* iterating through a hierarchy with a filter
@ 2008-04-10 2:56 Alexy Khrabrov
2008-04-10 8:51 ` Peter Stephenson
0 siblings, 1 reply; 11+ messages in thread
From: Alexy Khrabrov @ 2008-04-10 2:56 UTC (permalink / raw)
To: zsh-users
Greetings -- I have a series of XML files scattered around a
hierarchy. I also have a filter script which reads stdin and writes
stdout in a standard Unix way.
I need to create a mirror hierarchy where files are results of
applying the filter to the originals, replacing the original
extension, say .xml, with the result extension, say .txt. Except for
the extension change, the hierarchy should be preserved.
##############################
— Stated task —
Write out the portion of the post above on mirroring a file hierarchy through a filter, from "I need to create" up to and including "should be preserved.".

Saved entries
##############################
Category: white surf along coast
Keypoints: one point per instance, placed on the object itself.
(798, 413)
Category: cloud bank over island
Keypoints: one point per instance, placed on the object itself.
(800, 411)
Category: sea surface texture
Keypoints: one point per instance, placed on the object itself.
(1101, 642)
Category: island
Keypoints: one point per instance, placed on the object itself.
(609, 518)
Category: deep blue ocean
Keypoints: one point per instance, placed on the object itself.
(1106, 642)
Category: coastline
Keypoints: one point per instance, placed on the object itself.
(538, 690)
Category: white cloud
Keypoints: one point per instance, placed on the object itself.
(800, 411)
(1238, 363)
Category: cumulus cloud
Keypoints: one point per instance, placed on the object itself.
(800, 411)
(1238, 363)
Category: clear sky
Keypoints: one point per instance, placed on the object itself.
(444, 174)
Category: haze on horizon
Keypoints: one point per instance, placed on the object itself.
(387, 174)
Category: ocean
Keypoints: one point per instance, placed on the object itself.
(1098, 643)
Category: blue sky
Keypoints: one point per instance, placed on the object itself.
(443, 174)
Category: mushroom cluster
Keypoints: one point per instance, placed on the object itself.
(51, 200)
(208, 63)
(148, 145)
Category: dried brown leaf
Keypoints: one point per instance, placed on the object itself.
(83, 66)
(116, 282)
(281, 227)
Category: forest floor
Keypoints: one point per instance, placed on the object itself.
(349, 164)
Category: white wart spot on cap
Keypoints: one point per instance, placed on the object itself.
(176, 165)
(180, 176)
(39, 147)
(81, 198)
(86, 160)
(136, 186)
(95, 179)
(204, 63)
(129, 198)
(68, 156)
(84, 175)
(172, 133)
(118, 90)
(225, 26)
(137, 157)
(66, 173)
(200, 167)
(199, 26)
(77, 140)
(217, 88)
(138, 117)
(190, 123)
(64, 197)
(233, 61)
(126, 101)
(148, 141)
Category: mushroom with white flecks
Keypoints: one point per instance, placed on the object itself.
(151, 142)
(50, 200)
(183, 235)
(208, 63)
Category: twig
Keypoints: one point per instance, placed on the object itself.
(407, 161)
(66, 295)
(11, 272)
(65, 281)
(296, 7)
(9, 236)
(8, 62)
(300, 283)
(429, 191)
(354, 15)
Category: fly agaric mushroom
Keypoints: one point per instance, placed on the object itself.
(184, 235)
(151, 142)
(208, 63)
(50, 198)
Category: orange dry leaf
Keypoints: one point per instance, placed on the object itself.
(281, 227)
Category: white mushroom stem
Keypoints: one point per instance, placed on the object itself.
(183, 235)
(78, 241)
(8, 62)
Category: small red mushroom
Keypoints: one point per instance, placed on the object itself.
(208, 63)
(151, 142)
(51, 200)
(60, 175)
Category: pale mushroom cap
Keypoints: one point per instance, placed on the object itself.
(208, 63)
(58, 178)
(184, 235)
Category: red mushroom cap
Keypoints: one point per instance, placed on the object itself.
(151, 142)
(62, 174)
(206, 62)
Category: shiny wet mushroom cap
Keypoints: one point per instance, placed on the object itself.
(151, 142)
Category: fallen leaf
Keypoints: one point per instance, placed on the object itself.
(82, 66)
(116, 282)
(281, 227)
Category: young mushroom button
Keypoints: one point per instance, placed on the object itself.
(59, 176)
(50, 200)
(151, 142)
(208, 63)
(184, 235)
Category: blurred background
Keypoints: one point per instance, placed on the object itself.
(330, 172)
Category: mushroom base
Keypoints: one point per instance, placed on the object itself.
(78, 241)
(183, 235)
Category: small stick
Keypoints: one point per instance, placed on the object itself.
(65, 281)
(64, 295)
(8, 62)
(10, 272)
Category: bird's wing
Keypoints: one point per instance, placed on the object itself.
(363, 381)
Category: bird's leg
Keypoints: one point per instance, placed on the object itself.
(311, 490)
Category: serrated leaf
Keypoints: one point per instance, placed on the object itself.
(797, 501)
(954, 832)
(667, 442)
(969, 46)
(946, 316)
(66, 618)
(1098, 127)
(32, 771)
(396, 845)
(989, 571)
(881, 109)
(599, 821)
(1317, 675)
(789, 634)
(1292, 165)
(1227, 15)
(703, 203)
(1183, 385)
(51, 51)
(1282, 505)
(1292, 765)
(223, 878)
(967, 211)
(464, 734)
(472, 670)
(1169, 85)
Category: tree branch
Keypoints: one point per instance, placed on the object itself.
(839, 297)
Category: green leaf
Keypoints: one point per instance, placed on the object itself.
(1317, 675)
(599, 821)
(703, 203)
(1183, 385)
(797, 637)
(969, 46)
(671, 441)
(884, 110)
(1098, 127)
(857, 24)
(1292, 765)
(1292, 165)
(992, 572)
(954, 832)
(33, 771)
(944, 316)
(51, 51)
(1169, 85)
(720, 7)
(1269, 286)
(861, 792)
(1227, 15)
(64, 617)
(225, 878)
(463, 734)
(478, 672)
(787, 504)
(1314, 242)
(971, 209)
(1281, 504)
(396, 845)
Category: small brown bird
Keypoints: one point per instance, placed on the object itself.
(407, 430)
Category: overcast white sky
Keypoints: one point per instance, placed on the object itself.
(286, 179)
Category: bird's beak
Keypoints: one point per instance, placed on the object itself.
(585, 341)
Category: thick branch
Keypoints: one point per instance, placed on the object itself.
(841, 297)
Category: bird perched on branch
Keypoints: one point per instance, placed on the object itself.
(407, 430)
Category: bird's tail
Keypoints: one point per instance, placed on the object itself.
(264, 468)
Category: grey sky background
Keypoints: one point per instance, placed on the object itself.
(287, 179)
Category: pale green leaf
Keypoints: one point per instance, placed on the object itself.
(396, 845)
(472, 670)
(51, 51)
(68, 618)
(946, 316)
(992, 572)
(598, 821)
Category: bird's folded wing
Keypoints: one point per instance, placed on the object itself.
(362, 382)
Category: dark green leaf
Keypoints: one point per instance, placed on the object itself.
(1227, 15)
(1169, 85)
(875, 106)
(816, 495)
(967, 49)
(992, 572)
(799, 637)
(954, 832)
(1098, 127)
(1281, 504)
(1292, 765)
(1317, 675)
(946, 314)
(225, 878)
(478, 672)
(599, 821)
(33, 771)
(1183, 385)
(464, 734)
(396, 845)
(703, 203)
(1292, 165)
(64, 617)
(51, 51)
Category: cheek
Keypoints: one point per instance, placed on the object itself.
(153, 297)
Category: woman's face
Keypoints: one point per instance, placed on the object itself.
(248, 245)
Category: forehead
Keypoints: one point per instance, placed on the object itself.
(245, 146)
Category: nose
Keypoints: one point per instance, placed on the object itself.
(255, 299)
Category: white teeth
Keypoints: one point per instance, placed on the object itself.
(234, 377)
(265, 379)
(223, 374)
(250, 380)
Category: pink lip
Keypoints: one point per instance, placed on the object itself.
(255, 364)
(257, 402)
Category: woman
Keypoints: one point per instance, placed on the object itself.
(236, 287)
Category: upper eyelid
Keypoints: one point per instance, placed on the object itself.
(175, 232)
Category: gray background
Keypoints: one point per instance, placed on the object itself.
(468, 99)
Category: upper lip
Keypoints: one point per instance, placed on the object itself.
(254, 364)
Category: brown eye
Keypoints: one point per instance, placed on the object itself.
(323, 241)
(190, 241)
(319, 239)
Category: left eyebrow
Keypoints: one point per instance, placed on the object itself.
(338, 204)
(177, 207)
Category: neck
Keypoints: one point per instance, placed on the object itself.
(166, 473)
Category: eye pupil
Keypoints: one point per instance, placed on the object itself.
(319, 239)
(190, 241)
##############################
— Complete output —
I need to create a mirror hierarchy where files are results of
applying the filter to the originals, replacing the original
extension, say .xml, with the result extension, say .txt. Except for
the extension change, the hierarchy should be preserved.